**Short task 1:** Output everything from "Such high numbers" down to "the European average." in the press release on UK SUV sales, copied word for word.

**Provided passage:**
Press Release

UK SUV sales have increased by more than a fifth in one year

February 23, 2024

SUV sales exceeded 1 million in 2023, having increased 23% between 2022 and 2023 and are an increasing share of car sales

New analysis from Transport & Environment UK has found that SUV sales in the UK have increased by 23% since 2022. In 2022 the number of new SUVs registered stood at 910k and were but now that number has grown by a third and stands at 1.12M.

In 2021 50% of all new car registrations were SUVs, in 2022 that figure stood at 57% and in 2023 that rose again to 60%. If the trend continues then in 2027 SUV registrations could make up 75% of new registrations.

Such high numbers of SUV registrations would blow a hole in UK carbon budgets as the vast majority, 83% in fact, of these SUVs are petrol and diesel cars, hybrids, or plug-in hybrids (PHEVs) meaning they are producing significant carbon emissions and will continue to do so as they remain a higher proportion of vehicles on the UK’s roads over the next 15 years.

The increase in the overall number of SUVs and the larger share of cars sold altogether is raising alarm bells as the UK’s roads are being squeezed for space, leaving other road users with significant safety concerns, and the considerable air pollution from SUV tyres.

This comes after Transport & Environment analysis last month showed that cars across Europe and the UK are growing, on average, by 1cm every two years, with UK cars being wider than the European average.

In order to address the growth of the size of cars on the UK’s roads, T&E UK is calling on car companies to prioritise smaller, more affordable electric cars and for the government to introduce weight-based taxes on the purchase of the heaviest new cars, as well as introducing a strict vehicle width limit to come into force by 2030.

(Position identification listing)
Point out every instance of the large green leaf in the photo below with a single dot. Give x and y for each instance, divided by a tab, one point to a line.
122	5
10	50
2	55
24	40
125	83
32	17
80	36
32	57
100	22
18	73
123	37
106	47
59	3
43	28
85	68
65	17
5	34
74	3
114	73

**Short task 2:** Rescale the position identification listing by writing out all its lines again, requests included, with every coordinate in the answers multiplied by 2.45 and rounded to a whole number, halves rounding up.

**Final result 1:**
Such high numbers of SUV registrations would blow a hole in UK carbon budgets as the vast majority, 83% in fact, of these SUVs are petrol and diesel cars, hybrids, or plug-in hybrids (PHEVs) meaning they are producing significant carbon emissions and will continue to do so as they remain a higher proportion of vehicles on the UK’s roads over the next 15 years.

The increase in the overall number of SUVs and the larger share of cars sold altogether is raising alarm bells as the UK’s roads are being squeezed for space, leaving other road users with significant safety concerns, and the considerable air pollution from SUV tyres.

This comes after Transport & Environment analysis last month showed that cars across Europe and the UK are growing, on average, by 1cm every two years, with UK cars being wider than the European average.

**Final result 2:**
Point out every instance of the large green leaf in the photo below with a single dot. Give x and y for each instance, divided by a tab, one point to a line.
299	12
25	123
5	135
59	98
306	203
78	42
196	88
78	140
245	54
44	179
301	91
260	115
145	7
105	69
208	167
159	42
12	83
181	7
279	179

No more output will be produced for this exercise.